··· Rows ···

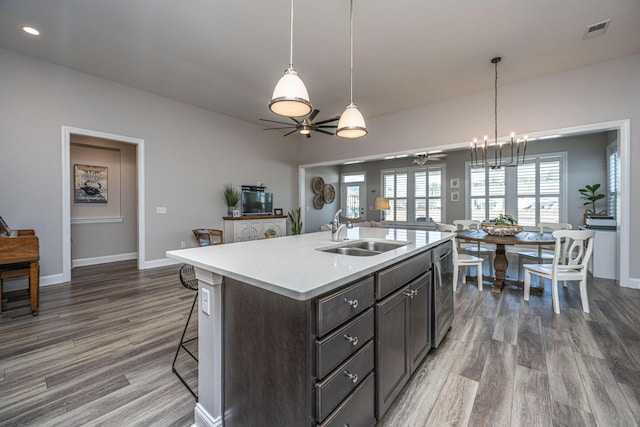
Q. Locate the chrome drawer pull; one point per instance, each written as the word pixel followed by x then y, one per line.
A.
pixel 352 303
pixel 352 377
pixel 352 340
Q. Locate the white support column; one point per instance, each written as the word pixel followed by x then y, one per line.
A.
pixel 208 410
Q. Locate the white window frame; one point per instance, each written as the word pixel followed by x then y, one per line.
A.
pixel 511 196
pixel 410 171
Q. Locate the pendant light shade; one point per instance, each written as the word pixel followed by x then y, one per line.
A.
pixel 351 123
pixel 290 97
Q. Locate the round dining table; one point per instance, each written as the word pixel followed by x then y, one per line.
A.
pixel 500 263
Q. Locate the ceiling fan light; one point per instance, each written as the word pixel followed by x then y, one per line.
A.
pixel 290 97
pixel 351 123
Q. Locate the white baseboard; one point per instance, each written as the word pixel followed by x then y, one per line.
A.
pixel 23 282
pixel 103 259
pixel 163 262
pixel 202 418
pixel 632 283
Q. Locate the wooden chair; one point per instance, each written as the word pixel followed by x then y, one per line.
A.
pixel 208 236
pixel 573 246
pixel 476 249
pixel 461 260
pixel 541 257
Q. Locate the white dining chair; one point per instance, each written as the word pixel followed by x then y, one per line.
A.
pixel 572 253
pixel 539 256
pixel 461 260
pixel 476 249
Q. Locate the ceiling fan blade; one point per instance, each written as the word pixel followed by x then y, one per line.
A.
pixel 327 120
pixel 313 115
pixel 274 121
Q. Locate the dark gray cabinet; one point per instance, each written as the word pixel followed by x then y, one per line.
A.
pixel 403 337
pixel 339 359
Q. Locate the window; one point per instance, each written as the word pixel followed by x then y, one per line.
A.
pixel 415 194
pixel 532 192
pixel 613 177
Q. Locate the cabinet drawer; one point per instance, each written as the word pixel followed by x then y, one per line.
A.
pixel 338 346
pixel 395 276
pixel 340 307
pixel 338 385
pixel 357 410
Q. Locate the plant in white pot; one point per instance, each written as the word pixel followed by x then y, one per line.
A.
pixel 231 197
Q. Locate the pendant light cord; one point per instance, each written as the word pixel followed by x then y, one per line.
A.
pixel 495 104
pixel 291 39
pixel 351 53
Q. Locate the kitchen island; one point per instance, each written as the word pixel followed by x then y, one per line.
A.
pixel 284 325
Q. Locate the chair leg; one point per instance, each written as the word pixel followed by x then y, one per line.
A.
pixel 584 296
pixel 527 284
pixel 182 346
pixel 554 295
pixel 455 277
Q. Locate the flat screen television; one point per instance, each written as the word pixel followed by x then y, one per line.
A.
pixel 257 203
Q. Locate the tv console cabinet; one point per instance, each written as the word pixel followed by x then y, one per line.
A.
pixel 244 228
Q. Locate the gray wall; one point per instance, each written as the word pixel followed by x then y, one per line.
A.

···

» **To be done**:
Copy out the listing again word for word, starting with the line that contains "Q. Locate the round" and going on through the line that contains "pixel 455 277", both included.

» **Answer in full**:
Q. Locate the round dining table; one point per instance, each written as the word pixel followed by x then y, one per line.
A.
pixel 500 263
Q. Locate the ceiling fan light; one point per instance, each written as the word pixel followed by x then y, one per line.
A.
pixel 290 97
pixel 351 123
Q. Locate the white baseboard; one point per instance, each written as the word pixel followed by x then y, one per line.
A.
pixel 23 282
pixel 103 259
pixel 163 262
pixel 202 418
pixel 632 283
Q. Locate the wooden chair; one point per instance, each written as the word pixel followed by x then y, one per line.
A.
pixel 208 236
pixel 573 246
pixel 476 249
pixel 461 260
pixel 541 257
Q. Locate the white dining chair; one point per instance, each written as the word pixel followed by x then y, one per line.
A.
pixel 572 253
pixel 539 256
pixel 461 260
pixel 476 249
Q. Locate the ceiling fan blade; one point per instance, each written as the word pixel followed by x then y, one per line.
A.
pixel 327 120
pixel 313 115
pixel 274 121
Q. Locate the dark gray cabinet; one point per instance, each written as the word pixel followed by x then y, one per line.
A.
pixel 403 337
pixel 339 359
Q. Locate the window; one point per instance, each written as the word pixel followed by x then y, one per line.
A.
pixel 415 194
pixel 532 192
pixel 613 177
Q. Locate the cabinet drawer; one point per instance, each written as the word pixel followed by x then y, one per line.
A.
pixel 338 346
pixel 395 276
pixel 340 307
pixel 338 385
pixel 357 410
Q. Locate the plant in white pot; one point per instance, each written as the word pixel followed by x then y, one per line.
A.
pixel 231 197
Q. Locate the pendant light cord; one point per instance, each written as the word pixel followed by x then y, one per line.
A.
pixel 495 104
pixel 291 39
pixel 351 53
Q. Locate the kitchen island; one point per instance, each written as the word pixel followed by x then y, one per line.
A.
pixel 284 325
Q. Locate the chair leg; one point per instance, each written as the word pixel followed by x then y, one per line.
A.
pixel 584 296
pixel 527 284
pixel 182 346
pixel 554 295
pixel 455 277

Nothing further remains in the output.